WHAT THE EXERCISE ASKS: Count the lines in the records below that contain the string "raincoat", matching case exactly. Reply with the number alone.

DATA FOR THIS TASK:
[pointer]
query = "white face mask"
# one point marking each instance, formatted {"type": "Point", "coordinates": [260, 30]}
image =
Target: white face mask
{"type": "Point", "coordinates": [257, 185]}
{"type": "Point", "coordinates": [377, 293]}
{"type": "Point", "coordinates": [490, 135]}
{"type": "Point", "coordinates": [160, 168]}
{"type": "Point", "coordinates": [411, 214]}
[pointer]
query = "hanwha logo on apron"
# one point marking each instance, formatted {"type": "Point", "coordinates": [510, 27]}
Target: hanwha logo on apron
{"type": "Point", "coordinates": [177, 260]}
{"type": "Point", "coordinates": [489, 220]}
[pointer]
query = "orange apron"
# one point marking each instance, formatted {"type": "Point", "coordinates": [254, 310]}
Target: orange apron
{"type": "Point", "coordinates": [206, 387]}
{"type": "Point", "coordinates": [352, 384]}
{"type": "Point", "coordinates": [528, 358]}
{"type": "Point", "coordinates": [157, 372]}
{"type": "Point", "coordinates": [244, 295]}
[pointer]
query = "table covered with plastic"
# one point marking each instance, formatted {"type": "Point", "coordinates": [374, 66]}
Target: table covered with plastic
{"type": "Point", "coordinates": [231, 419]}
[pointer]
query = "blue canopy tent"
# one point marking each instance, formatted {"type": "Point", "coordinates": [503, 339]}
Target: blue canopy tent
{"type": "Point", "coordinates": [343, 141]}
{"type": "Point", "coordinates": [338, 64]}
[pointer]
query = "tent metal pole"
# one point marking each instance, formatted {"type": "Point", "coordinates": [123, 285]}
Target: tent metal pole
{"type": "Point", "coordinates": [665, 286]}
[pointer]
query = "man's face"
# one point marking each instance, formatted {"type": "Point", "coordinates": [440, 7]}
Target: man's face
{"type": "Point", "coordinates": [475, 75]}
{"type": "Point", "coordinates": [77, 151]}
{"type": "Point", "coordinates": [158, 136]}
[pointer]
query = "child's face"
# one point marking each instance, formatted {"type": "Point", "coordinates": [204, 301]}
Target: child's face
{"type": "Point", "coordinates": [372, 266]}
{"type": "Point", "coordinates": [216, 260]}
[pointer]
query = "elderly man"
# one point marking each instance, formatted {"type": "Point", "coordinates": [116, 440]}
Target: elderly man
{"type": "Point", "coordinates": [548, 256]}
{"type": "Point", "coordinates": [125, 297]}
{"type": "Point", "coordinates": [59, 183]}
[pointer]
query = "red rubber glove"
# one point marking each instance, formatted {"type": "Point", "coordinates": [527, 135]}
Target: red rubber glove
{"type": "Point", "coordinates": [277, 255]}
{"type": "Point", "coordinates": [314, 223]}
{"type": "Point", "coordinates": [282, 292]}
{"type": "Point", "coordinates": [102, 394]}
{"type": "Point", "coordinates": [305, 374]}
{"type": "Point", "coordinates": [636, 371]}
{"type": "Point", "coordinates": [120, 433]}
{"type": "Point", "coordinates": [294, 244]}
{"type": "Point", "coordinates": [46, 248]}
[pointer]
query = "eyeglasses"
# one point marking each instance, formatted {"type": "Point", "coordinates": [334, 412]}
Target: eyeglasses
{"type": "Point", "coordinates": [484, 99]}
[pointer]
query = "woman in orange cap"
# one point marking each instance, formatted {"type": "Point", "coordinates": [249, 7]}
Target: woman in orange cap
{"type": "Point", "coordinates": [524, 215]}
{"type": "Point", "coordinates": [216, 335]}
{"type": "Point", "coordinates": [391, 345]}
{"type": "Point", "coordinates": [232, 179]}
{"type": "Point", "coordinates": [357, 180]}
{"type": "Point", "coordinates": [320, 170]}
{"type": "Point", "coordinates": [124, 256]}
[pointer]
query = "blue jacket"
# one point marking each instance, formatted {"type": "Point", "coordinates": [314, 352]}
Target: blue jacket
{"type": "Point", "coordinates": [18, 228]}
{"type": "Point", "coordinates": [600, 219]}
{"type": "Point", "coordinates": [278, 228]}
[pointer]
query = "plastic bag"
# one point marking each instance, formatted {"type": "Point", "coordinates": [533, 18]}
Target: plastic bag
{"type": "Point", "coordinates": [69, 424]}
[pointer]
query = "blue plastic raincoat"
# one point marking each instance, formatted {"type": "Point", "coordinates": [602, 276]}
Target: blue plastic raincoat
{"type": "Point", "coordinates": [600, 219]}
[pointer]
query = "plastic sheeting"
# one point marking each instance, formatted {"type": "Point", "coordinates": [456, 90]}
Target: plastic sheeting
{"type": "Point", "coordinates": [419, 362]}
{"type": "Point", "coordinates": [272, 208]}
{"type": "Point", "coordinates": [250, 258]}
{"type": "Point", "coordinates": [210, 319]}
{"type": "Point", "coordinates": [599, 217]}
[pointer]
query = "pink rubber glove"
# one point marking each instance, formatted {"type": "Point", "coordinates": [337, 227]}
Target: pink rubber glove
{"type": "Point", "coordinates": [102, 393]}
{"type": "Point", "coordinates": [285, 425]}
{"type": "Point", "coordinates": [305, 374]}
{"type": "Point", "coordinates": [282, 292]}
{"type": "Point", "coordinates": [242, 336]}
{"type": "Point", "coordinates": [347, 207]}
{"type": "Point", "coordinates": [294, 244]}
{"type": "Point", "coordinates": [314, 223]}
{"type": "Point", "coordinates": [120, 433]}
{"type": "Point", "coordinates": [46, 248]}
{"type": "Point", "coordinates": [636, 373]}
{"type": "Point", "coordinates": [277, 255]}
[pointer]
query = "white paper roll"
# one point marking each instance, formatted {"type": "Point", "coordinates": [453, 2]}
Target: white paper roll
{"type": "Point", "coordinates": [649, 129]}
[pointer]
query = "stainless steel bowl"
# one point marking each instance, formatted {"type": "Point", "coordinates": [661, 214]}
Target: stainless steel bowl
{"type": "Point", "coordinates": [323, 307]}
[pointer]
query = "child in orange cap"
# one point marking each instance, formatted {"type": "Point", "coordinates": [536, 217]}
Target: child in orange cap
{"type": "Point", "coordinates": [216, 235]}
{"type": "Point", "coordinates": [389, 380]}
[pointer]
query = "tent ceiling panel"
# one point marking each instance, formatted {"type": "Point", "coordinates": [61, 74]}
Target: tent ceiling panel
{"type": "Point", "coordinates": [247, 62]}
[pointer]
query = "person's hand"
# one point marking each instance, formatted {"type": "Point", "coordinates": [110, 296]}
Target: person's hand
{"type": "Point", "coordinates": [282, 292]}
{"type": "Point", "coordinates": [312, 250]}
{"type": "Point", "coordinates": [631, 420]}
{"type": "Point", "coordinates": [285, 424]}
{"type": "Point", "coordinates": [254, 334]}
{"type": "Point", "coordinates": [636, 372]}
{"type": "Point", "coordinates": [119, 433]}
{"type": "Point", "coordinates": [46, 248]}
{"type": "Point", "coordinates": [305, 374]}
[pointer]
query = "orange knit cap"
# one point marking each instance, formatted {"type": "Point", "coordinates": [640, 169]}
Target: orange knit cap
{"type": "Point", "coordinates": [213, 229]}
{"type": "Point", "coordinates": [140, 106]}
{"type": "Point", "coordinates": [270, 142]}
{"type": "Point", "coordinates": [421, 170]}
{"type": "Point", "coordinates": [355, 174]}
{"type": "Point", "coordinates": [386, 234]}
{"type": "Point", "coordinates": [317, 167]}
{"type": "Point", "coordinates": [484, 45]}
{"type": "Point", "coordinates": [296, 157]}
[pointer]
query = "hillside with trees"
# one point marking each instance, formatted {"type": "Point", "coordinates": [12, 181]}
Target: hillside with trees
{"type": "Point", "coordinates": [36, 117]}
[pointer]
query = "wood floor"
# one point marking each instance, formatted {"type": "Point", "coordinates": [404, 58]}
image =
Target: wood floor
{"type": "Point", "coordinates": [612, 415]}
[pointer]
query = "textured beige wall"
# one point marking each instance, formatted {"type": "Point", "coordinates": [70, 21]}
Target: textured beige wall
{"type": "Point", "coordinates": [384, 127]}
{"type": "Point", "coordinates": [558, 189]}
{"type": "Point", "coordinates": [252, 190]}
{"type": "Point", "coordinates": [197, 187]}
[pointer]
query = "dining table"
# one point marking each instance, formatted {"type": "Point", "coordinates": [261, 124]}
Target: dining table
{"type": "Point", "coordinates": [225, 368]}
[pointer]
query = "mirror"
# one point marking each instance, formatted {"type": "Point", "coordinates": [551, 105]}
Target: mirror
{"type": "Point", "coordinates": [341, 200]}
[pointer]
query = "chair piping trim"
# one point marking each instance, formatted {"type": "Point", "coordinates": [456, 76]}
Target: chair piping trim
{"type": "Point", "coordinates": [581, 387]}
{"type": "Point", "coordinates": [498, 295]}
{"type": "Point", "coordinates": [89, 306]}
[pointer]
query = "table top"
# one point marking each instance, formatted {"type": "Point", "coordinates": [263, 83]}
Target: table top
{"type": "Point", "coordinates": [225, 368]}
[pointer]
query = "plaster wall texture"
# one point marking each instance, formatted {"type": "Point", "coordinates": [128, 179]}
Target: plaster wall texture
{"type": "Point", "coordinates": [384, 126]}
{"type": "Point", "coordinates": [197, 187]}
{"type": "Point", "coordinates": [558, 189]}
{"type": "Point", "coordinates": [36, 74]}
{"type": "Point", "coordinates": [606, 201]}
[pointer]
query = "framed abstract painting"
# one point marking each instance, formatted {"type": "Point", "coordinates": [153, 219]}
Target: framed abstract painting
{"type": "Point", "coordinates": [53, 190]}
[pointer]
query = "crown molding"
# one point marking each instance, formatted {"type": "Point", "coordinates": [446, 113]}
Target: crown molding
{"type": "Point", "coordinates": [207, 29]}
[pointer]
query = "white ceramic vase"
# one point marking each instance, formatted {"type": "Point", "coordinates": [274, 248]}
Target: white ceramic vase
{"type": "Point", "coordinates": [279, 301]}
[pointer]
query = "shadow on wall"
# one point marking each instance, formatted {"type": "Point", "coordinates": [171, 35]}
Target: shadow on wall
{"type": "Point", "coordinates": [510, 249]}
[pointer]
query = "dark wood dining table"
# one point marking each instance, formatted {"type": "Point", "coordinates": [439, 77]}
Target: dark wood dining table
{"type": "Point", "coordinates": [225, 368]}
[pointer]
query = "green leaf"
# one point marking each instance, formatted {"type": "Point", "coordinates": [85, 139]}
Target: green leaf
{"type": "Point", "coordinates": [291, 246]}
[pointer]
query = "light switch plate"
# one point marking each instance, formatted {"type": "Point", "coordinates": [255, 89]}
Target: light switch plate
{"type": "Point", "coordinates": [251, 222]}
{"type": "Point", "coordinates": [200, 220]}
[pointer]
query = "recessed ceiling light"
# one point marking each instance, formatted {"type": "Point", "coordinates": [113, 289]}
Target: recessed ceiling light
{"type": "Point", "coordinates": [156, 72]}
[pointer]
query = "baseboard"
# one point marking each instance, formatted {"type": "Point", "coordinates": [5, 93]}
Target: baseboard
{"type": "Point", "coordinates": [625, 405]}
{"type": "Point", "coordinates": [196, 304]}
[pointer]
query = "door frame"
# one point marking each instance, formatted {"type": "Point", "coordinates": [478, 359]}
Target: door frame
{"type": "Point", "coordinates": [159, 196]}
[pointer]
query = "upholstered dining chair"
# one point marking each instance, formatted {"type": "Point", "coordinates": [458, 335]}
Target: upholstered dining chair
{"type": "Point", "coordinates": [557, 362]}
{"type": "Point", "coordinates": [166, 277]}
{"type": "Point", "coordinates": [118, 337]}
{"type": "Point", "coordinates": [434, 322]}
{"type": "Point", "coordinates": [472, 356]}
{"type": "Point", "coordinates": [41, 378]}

SOLUTION FOR THIS TASK: 2